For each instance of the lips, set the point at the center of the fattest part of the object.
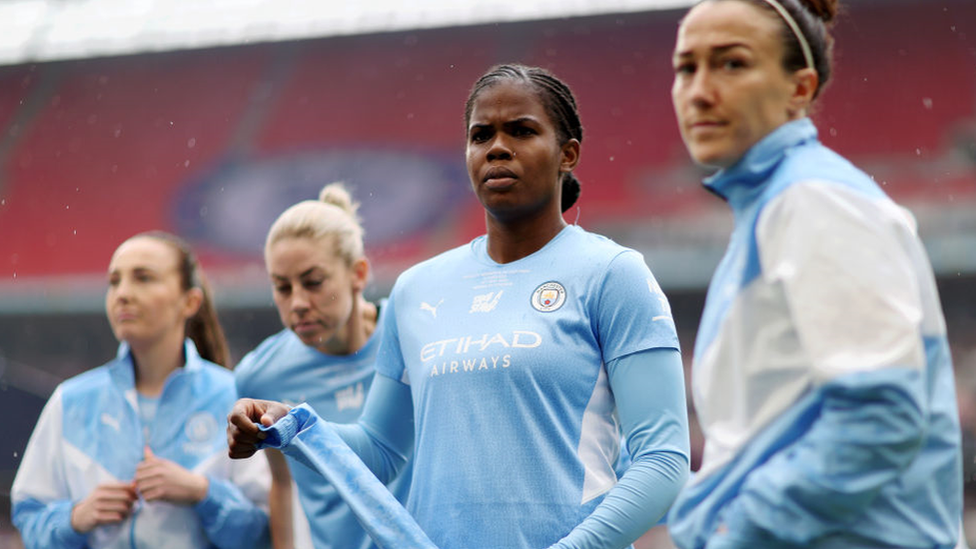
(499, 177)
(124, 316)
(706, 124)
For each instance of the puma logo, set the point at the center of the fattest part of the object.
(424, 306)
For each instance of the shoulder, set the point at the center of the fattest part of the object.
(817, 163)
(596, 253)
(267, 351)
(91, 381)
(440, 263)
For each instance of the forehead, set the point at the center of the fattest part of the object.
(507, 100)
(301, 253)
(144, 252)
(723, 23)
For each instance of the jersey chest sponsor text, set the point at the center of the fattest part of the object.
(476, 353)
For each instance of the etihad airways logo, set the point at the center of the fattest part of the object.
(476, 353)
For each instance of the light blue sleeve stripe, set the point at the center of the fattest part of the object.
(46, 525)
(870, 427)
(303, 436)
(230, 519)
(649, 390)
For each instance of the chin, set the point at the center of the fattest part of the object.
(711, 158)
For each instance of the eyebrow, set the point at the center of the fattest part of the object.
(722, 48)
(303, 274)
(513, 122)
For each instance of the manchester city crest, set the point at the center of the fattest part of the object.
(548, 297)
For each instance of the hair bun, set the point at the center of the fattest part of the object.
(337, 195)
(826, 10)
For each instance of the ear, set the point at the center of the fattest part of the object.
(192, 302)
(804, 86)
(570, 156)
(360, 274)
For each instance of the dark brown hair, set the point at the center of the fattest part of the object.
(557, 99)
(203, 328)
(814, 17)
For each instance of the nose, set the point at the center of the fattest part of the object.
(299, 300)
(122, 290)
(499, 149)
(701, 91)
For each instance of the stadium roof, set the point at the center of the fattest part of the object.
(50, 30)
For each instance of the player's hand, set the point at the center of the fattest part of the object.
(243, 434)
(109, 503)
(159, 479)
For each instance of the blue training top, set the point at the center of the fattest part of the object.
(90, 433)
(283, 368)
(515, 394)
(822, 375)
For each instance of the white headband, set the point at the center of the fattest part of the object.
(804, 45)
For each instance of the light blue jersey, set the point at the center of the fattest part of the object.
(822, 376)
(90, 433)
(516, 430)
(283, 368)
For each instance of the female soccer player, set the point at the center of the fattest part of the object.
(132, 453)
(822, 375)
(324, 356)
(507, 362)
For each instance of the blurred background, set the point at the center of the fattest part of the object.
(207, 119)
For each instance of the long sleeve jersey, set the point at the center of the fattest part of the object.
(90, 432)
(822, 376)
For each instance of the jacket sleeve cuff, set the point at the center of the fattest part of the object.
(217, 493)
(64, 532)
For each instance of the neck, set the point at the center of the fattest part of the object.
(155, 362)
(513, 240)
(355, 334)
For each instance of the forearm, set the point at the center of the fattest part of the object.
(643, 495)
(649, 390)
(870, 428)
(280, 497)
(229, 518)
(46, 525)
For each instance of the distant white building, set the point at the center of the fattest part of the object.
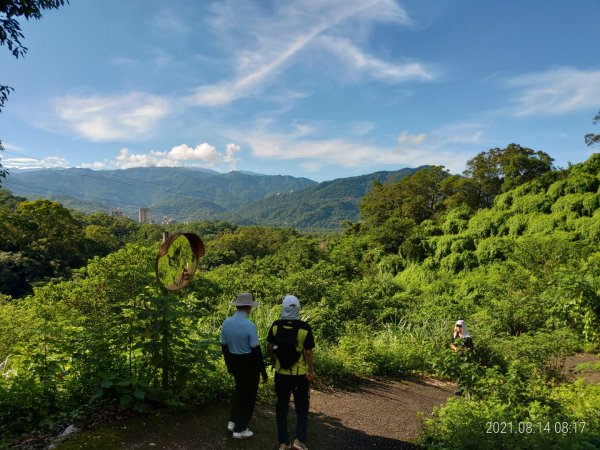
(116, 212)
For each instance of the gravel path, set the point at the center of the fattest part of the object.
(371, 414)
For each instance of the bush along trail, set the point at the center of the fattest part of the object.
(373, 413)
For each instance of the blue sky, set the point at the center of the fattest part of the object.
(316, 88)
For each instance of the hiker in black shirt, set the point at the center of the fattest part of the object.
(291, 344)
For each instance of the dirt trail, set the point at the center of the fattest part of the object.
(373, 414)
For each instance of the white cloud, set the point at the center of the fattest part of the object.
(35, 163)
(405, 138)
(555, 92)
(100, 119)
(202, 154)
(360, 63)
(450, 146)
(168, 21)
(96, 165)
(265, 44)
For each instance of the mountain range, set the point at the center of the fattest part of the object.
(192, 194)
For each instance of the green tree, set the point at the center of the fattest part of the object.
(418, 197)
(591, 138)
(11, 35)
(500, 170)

++++++

* _Énoncé du problème_
Réécris tout, de la ligne contenant « For each instance of the bush » jusqu'à la fin des enregistrements, consignes comprises. Décale chaque coordonnée des réponses en lui ajoutant 130.

* _Résultat final_
For each instance of the bush along trail, set the point at the center of the fattest part of the object.
(503, 543)
For each instance of the blue sky, set the point at the center of the fattest part of the object.
(446, 218)
For each instance of the hiker in black shirt, set the point at the center of the fattest part of the object.
(421, 474)
For each instance of the dirt trail, set the point at the center of the fattest part of the object.
(503, 544)
For each instance of the white cloud, set the point at the center of the fattest part of the object.
(165, 293)
(535, 268)
(685, 222)
(230, 249)
(332, 284)
(490, 193)
(580, 276)
(298, 151)
(226, 295)
(395, 174)
For each instance of the mountain range, set the point at the center of the fattest part of the object.
(322, 324)
For each instance of the green tree, set the point at the center of the fattest part of the object.
(548, 327)
(721, 268)
(141, 165)
(630, 300)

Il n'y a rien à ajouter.